Sharalyn: So, one thing that we see with Joseph Smith though, in particular, is in November of 1832, he begins this record-keeping initiative himself, where he begins writing his first journal. The first letterbook is created, and Joseph begins his first history. Well, the problem with that first history is it only goes on for five to six pages, and then it abruptly terminates. So, we see these starts and pauses and false starts and just kind of this attempt to move forward with writing the history and keeping records.
Spencer: When I think of Joseph Smith and record keeping, especially his early attempts, I often think of the difficulty Joseph experienced in keeping his journal and writing his history and the history of the church. It’s something to which many of us in the present can relate.
In fact, there’s a joke I frequently tell when speaking to groups of Latter-day Saints about Joseph Smith and the history of the church. And it goes something like this: How do we know Joseph Smith was a Latter-day Saint? Well, in 1832 he wrote in his journal for nine days in a row and then he took ten months off.

The tasks -
**A)** Name each record-keeping effort that, according to the Joseph Smith transcript, Joseph Smith began in November 1832.
**B)** Render this sentence from the Joseph Smith transcript in Spanish: "It's something to which many of us in the present can relate."
**C)** Pick up the transcript about Joseph Smith's record keeping after its final sentence and write what comes next.
The records come from a separate source.

Extracted data -
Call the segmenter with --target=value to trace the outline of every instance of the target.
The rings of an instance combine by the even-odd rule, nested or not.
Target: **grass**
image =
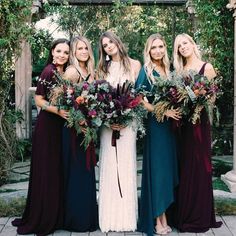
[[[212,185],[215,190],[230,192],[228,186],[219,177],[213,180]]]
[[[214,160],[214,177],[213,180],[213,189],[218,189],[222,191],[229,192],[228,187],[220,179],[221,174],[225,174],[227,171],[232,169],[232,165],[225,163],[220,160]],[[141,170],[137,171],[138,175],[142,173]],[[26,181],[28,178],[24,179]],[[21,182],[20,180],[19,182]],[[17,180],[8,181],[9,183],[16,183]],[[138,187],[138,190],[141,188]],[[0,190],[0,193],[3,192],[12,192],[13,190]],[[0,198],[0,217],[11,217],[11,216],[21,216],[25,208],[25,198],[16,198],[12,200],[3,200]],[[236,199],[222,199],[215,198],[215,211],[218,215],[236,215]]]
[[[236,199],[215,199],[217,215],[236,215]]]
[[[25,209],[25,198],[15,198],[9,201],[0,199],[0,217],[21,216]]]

...

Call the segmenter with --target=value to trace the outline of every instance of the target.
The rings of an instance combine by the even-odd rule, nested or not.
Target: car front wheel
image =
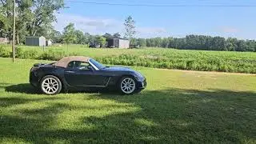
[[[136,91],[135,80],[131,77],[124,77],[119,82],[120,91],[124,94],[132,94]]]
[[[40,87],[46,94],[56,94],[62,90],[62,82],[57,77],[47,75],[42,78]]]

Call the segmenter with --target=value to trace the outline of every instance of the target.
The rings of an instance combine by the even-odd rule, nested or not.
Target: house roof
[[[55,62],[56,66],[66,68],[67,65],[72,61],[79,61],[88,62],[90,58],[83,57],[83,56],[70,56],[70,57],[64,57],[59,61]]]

--

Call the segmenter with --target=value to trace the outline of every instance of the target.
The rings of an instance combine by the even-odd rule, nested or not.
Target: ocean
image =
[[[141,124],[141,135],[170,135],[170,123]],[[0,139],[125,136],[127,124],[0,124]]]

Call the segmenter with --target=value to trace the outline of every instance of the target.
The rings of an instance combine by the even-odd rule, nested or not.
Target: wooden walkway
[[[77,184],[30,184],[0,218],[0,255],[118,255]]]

Written answers -
**A)**
His first journal
The first letterbook
His first history

**B)** Es algo con lo que muchos de nosotros en el presente podemos identificarnos.

**C)**
Okay, so maybe it’s not a good joke, but I think it gets to a relatable point. For many of us, writing and personal record keeping can be difficult. Often the business of life and the obstacles we face just trying to get by make it even more difficult. This was often the case for Joseph Smith, but he eventually improved record keeping for both himself and for the church.
Sharalyn: And there comes a point in 1835 where Joseph is meeting with the Quorum of the Twelve, and in that meeting, he laments to the members of the Quorum of the Twelve the neglect of record keeping, of doctrinal matters, and the duties since the organization of the church. And one thing he says that I want to quote here: He says, “We cannot bear record to the church nor unto the world of the great and glorious manifestations that had been made to us with that degree of power and authority, which we otherwise could if we had those decisions to publish abroad.”
So, he’s reflecting on this neglect that occurred and what should have happened, but he holds this anxiety about writing the history for quite some time. He’s very frustrated at the thwarted efforts to write his history, and he specifically identifies some of the factors that contributed to not writing the history: his imprisonment; vexatious lawsuits; he talks about the death of his clerks and treachery of his clerks; and he also talks about his experience with poverty and being driven from state to state.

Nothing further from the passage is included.